-- TASK --
In the entries below, count the lines that contain the word "painted" and give only that number.
BEGIN THE RECORDS
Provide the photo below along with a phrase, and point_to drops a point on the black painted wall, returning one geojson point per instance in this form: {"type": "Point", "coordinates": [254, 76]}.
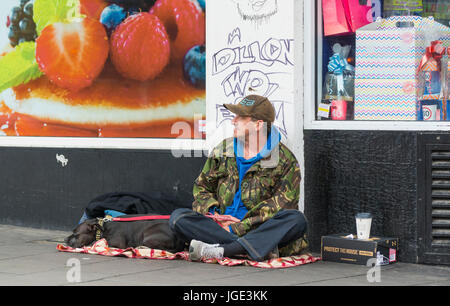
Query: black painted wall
END THE RECORDS
BEGIN THE RECORDS
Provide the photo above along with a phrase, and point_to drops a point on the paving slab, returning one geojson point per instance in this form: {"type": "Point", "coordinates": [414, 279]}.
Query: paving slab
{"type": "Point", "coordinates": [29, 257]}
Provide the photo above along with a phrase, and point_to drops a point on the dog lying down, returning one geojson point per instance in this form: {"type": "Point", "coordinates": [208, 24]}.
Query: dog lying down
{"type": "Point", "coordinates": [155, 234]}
END THE RECORDS
-- ANSWER FOR THE TASK --
2